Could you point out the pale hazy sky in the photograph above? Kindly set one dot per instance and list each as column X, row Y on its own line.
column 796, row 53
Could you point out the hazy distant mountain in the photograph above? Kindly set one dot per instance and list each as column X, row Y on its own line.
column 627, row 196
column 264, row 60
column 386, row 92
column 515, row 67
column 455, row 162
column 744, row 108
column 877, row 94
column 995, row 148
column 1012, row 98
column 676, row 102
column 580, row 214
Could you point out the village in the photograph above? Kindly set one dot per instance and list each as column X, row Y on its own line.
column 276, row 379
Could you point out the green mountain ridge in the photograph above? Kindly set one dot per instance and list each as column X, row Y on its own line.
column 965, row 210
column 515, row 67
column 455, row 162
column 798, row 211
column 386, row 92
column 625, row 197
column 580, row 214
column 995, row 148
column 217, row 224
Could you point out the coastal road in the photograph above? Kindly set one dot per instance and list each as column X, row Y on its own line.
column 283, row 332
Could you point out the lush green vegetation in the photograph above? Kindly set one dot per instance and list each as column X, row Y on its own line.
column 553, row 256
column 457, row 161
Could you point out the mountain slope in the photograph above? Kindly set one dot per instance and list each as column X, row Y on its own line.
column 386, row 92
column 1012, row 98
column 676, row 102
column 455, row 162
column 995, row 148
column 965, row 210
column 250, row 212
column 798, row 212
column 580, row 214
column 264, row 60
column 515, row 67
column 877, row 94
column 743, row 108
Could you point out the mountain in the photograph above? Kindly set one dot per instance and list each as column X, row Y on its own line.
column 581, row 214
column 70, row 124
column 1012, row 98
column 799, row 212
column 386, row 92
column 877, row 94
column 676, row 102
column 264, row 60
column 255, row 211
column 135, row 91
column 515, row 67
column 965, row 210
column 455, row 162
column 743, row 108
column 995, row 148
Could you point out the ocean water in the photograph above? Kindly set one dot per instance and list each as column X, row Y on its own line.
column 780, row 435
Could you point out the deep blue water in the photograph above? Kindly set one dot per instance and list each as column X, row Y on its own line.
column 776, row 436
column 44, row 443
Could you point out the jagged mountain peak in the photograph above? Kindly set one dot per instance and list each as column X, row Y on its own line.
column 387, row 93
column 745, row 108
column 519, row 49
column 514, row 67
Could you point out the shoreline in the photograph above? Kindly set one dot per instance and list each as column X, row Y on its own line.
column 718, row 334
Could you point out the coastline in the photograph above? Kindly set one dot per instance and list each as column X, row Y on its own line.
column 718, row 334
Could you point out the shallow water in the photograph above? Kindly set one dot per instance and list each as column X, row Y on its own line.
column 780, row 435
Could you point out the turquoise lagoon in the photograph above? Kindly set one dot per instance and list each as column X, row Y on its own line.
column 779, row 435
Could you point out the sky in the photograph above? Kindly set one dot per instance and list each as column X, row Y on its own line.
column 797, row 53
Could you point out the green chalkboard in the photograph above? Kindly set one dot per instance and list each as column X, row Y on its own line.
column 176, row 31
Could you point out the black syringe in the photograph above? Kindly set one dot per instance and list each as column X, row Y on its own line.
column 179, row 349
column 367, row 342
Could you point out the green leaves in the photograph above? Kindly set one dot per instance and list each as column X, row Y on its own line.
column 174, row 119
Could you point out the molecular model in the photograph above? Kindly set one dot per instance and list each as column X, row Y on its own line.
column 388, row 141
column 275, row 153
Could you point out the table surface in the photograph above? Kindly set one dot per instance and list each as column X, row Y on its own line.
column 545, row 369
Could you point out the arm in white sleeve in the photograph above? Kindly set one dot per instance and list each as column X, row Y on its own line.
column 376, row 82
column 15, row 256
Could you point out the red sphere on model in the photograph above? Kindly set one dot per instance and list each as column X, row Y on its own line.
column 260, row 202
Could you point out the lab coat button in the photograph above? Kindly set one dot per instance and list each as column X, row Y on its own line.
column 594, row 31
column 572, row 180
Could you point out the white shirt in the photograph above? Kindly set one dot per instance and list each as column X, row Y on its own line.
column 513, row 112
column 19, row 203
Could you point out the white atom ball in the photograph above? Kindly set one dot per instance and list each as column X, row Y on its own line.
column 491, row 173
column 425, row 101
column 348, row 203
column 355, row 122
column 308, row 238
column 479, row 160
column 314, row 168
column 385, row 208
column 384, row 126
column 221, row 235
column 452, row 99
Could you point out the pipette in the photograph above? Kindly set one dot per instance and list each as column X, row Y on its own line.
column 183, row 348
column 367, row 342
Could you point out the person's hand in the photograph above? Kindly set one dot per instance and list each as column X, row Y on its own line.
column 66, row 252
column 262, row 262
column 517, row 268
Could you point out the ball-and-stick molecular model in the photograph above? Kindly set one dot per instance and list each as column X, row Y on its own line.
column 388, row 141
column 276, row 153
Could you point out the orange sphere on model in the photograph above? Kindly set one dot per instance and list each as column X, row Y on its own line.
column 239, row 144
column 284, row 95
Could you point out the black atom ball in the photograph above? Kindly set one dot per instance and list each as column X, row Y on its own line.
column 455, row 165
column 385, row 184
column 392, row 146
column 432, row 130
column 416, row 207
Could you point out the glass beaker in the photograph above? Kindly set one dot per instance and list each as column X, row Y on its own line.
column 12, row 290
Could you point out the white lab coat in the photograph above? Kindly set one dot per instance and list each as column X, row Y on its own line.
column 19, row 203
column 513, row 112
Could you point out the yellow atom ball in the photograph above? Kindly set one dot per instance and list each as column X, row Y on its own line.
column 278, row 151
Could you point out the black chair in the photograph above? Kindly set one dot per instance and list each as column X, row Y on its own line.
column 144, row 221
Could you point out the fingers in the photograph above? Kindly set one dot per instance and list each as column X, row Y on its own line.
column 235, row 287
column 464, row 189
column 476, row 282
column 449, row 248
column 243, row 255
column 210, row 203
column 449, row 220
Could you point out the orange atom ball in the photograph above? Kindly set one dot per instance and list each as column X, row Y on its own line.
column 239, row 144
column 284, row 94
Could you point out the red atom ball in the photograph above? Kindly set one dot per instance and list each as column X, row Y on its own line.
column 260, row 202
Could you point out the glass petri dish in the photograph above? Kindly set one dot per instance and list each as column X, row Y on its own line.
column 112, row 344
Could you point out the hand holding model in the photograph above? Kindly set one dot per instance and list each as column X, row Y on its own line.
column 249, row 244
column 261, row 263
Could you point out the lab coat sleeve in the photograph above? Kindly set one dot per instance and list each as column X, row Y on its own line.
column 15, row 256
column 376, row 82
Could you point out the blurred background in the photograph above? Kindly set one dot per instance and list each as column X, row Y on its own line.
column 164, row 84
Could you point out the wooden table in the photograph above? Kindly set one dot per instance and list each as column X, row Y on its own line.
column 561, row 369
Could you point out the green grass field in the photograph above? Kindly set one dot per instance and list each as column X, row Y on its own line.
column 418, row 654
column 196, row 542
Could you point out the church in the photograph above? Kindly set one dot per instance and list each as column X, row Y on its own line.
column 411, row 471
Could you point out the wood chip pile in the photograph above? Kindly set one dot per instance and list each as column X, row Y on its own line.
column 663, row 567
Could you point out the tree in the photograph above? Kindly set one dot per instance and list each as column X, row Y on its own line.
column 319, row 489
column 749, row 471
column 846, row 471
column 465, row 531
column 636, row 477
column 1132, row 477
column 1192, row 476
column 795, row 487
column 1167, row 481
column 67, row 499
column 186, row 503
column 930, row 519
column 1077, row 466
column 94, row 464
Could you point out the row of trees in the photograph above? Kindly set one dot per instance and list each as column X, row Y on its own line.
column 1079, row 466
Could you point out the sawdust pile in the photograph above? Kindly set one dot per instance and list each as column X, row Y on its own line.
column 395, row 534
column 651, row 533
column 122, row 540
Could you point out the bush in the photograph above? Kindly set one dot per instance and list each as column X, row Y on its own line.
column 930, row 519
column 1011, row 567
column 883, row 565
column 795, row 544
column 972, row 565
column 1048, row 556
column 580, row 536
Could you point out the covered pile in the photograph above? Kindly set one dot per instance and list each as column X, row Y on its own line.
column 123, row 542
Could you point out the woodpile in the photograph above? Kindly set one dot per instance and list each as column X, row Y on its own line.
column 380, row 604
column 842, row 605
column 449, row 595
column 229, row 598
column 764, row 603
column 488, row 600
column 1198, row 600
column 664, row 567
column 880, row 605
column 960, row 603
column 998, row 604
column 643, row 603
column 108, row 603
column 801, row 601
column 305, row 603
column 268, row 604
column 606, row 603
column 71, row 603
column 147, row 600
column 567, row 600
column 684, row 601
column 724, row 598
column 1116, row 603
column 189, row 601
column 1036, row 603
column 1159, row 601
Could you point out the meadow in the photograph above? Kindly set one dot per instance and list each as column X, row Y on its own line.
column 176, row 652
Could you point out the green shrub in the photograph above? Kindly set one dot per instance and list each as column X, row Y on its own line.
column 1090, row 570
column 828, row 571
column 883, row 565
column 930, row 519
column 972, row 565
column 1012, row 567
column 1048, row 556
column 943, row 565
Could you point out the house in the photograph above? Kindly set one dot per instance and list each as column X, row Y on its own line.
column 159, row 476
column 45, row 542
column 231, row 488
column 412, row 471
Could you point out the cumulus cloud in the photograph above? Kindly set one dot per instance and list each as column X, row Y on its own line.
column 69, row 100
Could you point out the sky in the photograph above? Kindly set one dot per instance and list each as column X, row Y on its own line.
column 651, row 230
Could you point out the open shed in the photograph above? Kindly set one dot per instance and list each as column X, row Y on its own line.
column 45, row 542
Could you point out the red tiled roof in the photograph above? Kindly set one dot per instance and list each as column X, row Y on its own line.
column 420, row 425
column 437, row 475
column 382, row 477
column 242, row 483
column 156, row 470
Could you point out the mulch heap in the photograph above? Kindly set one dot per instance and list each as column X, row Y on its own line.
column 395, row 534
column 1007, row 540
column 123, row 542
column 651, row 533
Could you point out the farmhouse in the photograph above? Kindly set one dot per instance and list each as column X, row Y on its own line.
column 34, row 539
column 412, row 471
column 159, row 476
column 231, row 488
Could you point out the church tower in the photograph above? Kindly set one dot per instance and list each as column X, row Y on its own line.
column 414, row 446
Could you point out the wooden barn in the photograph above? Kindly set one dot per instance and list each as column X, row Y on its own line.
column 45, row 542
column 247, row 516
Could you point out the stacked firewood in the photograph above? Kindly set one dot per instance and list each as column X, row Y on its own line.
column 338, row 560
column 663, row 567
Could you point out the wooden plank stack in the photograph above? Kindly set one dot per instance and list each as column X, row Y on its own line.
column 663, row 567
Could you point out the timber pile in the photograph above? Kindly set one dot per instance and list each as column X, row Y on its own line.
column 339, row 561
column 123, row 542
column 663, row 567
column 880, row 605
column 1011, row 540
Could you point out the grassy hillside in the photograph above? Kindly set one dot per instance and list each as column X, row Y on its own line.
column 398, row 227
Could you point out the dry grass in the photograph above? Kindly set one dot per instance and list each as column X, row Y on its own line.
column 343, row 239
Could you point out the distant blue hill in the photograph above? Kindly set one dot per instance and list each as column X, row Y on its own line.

### YOUR INSTRUCTIONS
Give back exactly the lines that run from the line with "Could you point out the grassy" through the close of the material, counting both ends, and nothing more.

### PROBLEM SOLUTION
Could you point out the grassy hillside in the photograph above? Kindly set one dot per instance and list each as column X, row Y on its own line.
column 398, row 227
Could you point out the dry grass in the photograph above? Kindly set one dot per instance and list each as column X, row Y on its own line.
column 343, row 239
Could you point out the distant blue hill in the photograph above? Kindly set one dot per instance and list each as column X, row Y on its own line.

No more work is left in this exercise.